[PROVIDED DATA]:
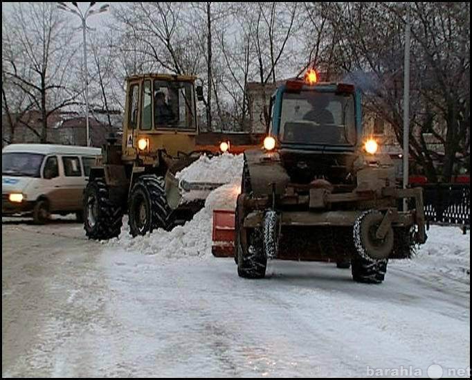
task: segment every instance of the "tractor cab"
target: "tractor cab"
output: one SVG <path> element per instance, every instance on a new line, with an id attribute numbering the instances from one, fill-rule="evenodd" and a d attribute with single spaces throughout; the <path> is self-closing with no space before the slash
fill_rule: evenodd
<path id="1" fill-rule="evenodd" d="M 360 92 L 351 84 L 318 82 L 310 70 L 277 89 L 271 110 L 266 142 L 277 148 L 291 181 L 307 183 L 329 173 L 342 182 L 345 170 L 336 170 L 352 165 L 361 147 Z"/>
<path id="2" fill-rule="evenodd" d="M 288 80 L 272 105 L 269 132 L 282 149 L 352 151 L 362 133 L 360 93 L 350 84 Z"/>
<path id="3" fill-rule="evenodd" d="M 154 165 L 160 154 L 176 157 L 195 150 L 195 80 L 167 74 L 127 79 L 124 161 L 139 159 L 143 165 Z"/>

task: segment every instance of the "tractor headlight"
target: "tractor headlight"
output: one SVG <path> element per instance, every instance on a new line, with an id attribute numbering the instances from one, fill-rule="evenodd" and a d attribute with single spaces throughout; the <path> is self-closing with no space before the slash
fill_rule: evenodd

[TASK GOAL]:
Copy all the entries word for word. Omit any pictures.

[CORRECT RESPONSE]:
task: segment every instance of the "tractor cab"
target: "tractor cab"
output: one SVG <path> element per instance, every instance on a new line, with an id attribute numbering the instances from one, fill-rule="evenodd" and a d attribute with single spaces throughout; the <path> is self-closing with no space before the slash
fill_rule: evenodd
<path id="1" fill-rule="evenodd" d="M 360 92 L 351 84 L 318 82 L 310 70 L 277 89 L 271 110 L 266 142 L 277 148 L 291 181 L 307 183 L 329 173 L 342 182 L 345 170 L 336 170 L 352 165 L 361 147 Z"/>
<path id="2" fill-rule="evenodd" d="M 288 80 L 272 105 L 269 132 L 282 149 L 352 151 L 362 133 L 360 93 L 350 84 Z"/>
<path id="3" fill-rule="evenodd" d="M 154 165 L 160 154 L 176 157 L 195 150 L 195 80 L 167 74 L 127 79 L 124 161 L 139 159 L 143 165 Z"/>

task: segment every instance of the "tractor headlight"
target: "tractor headlight"
output: one SVG <path> element per instance, every instance on a new line, with an id attribute numbering the instances from one, fill-rule="evenodd" and a d attribute with single spaces throughout; the <path> is self-closing with no space before the slash
fill_rule: evenodd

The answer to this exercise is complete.